:: Document extract

That's not only the premise of a reality show called "Boot Camp," it's also the premise behind a "wilderness" movement that promises to reform problem children through military-style discipline. The prize is supposed to be "normalcy." So what if in order to get there, children are punched, kicked, forced to eat dirt and stand in cow manure up to their chests? Discipline, that's the ticket. It'll make a man or a woman out of you. The message is strict discipline, strict self-control, imposed not so much from within as from without. The message is authority. Authority is outside of you. You are a lowly worm whose job is to obey, always obey.

That is also the message of the terrorists, the fanatics, whether they worship a perverted form of religion or of politics or economics. Not only are the followers supposed to obey blindly, all those who are not followers are marked for death.

::::

Exercise requirements:
• A. According to the boot camp passage, what prize is the wilderness movement supposed to deliver?
• B. Write out the boot camp passage between "That's not only" and "obey, always obey.", inclusive.
• C. What are all the kinds of mistreatment the boot camp passage says children undergo?
The listing that follows this passage has nothing to do with it.

:: Records provided

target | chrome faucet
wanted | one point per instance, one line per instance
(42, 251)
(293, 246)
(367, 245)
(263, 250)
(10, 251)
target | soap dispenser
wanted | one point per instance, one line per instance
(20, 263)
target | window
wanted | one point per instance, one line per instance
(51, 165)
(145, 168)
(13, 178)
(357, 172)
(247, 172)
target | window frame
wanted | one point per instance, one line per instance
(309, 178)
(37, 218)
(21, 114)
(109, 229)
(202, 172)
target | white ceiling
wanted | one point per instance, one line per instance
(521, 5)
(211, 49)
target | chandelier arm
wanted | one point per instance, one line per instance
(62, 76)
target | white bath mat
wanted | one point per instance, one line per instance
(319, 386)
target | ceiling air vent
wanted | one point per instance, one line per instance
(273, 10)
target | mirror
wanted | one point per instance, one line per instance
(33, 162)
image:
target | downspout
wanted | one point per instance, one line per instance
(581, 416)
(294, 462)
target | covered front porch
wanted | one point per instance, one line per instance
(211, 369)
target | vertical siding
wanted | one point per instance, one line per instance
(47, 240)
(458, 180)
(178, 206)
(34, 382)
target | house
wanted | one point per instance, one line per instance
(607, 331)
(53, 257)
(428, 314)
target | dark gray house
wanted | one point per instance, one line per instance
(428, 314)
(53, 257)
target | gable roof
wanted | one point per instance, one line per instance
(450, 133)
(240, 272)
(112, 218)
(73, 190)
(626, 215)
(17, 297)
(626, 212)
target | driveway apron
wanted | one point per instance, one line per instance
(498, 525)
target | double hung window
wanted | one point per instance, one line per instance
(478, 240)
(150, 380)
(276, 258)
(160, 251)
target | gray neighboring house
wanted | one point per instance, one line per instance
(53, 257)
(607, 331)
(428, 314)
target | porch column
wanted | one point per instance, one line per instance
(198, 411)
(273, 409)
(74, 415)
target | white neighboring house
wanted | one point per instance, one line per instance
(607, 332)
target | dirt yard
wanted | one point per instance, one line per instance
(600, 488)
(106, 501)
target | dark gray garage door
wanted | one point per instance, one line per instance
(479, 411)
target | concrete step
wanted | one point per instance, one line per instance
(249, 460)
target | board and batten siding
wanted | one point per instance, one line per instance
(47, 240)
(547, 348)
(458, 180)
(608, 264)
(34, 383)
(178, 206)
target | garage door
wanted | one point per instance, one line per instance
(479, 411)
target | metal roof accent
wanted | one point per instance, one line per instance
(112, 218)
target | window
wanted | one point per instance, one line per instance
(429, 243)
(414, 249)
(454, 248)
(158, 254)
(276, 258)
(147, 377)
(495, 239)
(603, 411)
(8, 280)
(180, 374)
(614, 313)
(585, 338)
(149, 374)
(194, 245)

::::

Answers provided:
• A. Normalcy.

• B.
That's not only the premise of a reality show called "Boot Camp," it's also the premise behind a "wilderness" movement that promises to reform problem children through military-style discipline. The prize is supposed to be "normalcy." So what if in order to get there, children are punched, kicked, forced to eat dirt and stand in cow manure up to their chests? Discipline, that's the ticket. It'll make a man or a woman out of you. The message is strict discipline, strict self-control, imposed not so much from within as from without. The message is authority. Authority is outside of you. You are a lowly worm whose job is to obey, always obey.

• C. Being punched, being kicked, being forced to eat dirt, and being forced to stand in cow manure up to their chests.